Segmentation data:
>>>

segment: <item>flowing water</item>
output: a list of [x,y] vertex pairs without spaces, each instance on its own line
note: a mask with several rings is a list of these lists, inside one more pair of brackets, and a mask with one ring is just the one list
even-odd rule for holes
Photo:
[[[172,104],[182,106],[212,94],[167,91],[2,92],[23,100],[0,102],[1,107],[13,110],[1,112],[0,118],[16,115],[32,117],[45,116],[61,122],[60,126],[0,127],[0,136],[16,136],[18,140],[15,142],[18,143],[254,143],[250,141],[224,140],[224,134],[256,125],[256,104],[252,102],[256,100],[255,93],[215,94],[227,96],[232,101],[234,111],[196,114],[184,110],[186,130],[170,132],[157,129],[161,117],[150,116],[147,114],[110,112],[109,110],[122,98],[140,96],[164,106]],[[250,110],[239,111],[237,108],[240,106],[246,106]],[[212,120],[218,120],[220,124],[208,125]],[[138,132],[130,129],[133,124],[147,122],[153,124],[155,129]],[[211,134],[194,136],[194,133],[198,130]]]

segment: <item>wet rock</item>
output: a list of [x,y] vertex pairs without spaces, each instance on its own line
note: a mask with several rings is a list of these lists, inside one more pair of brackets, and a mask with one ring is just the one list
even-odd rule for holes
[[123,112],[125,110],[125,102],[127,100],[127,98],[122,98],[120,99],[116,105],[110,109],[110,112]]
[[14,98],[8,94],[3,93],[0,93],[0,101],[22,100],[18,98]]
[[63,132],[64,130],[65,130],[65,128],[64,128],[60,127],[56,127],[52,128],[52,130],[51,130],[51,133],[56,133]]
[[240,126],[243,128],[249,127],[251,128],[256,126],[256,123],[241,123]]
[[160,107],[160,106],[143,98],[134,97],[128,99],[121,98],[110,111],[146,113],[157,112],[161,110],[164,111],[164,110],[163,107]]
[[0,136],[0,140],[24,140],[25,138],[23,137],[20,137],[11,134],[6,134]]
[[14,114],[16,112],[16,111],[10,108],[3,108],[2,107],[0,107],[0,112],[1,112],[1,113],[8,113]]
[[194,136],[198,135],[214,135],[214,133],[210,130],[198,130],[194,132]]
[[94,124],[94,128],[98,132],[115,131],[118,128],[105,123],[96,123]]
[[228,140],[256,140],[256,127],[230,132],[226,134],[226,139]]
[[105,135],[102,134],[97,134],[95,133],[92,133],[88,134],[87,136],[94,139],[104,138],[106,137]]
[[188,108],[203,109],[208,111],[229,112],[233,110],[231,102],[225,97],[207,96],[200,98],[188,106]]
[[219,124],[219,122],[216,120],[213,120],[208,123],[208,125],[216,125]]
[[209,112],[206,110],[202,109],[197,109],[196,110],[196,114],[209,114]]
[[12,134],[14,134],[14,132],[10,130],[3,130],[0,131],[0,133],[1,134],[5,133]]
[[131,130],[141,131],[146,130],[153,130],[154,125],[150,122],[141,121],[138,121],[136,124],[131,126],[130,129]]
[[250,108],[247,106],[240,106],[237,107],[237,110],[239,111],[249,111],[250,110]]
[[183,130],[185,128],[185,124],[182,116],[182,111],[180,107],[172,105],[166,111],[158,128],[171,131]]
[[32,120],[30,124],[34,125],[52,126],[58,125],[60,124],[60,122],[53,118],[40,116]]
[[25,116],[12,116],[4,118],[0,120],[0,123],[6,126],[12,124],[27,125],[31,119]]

<<<

### [Challenge]
Rewrite the listing above as a two-column CSV with the headers input and answer. Give one row per labeled item: put the full text asking for that item in input and everything given in reply in answer, with each value in a single quoted field and line breaks replaced by spaces.

### [Solution to this task]
input,answer
"segment: <item>flowing water</item> output: a list of [x,y] vertex pairs without spaces, each instance on its own line note: a mask with several rings is a list of these lists, inside one more pair of brackets, and a mask with one ring is just the one list even-odd rule for holes Photo:","[[[172,104],[182,106],[212,94],[167,91],[2,92],[23,100],[0,102],[1,107],[13,110],[1,112],[0,118],[16,115],[32,117],[45,116],[61,122],[60,126],[0,127],[0,136],[16,136],[18,140],[15,142],[18,143],[254,143],[250,141],[224,140],[224,134],[256,125],[256,104],[252,102],[256,100],[255,93],[215,94],[227,96],[232,101],[234,111],[196,114],[184,110],[186,130],[170,132],[157,129],[161,117],[150,116],[147,114],[110,112],[109,110],[122,98],[140,96],[164,106]],[[250,110],[239,111],[237,108],[240,106],[246,106]],[[212,120],[218,120],[220,124],[208,125]],[[138,132],[130,129],[133,124],[147,122],[153,124],[155,129]],[[211,134],[194,136],[194,133],[198,130]]]"
"segment: <item>wet rock</item> output: a list of [x,y] vertex pairs without spaces, each instance on its own line note: a mask with several rings is a list of these lists, inside one more pair of brackets, and a mask with one ring is just the one list even-odd rule for holes","[[123,112],[125,110],[125,102],[127,100],[127,98],[122,98],[120,99],[116,105],[110,109],[110,112]] [[14,98],[8,94],[3,93],[0,93],[0,101],[22,100],[18,98]] [[63,132],[64,130],[65,130],[65,128],[64,128],[60,127],[56,127],[52,128],[52,130],[51,130],[51,133],[56,133]] [[240,126],[243,128],[249,127],[251,128],[256,126],[256,123],[241,123]] [[160,107],[160,106],[143,98],[134,97],[128,99],[121,98],[110,111],[146,113],[157,112],[161,110],[164,111],[164,110],[163,107]] [[0,136],[0,140],[24,140],[25,138],[23,137],[20,137],[11,134],[6,134]] [[14,114],[16,112],[16,111],[10,108],[3,108],[2,107],[0,107],[0,112],[1,112],[1,113],[8,113]] [[194,136],[198,135],[214,135],[214,133],[210,130],[198,130],[194,132]] [[94,124],[94,128],[98,132],[115,131],[118,128],[105,123],[96,123]] [[228,140],[256,140],[256,127],[230,132],[226,134],[226,139]] [[105,135],[102,134],[97,134],[95,133],[92,133],[88,134],[87,136],[94,139],[104,138],[106,137]] [[188,108],[203,109],[208,111],[229,112],[233,110],[231,102],[225,97],[207,96],[200,98],[188,106]] [[219,124],[219,122],[216,120],[213,120],[208,123],[208,125],[216,125]] [[209,112],[206,110],[202,109],[197,109],[196,110],[196,114],[209,114]] [[12,134],[14,134],[14,132],[10,130],[3,130],[0,131],[0,133],[1,134],[5,133]] [[131,130],[141,131],[146,130],[153,130],[154,125],[150,122],[141,121],[138,121],[136,124],[131,126],[130,129]] [[250,108],[247,106],[240,106],[237,107],[237,110],[239,111],[249,111],[250,110]] [[183,130],[185,128],[185,124],[182,116],[182,111],[180,107],[172,105],[166,111],[158,128],[171,131]] [[32,120],[30,124],[34,125],[52,126],[58,125],[60,124],[60,122],[53,118],[40,116]] [[25,116],[12,116],[4,118],[0,120],[0,123],[6,126],[12,124],[27,125],[31,119]]"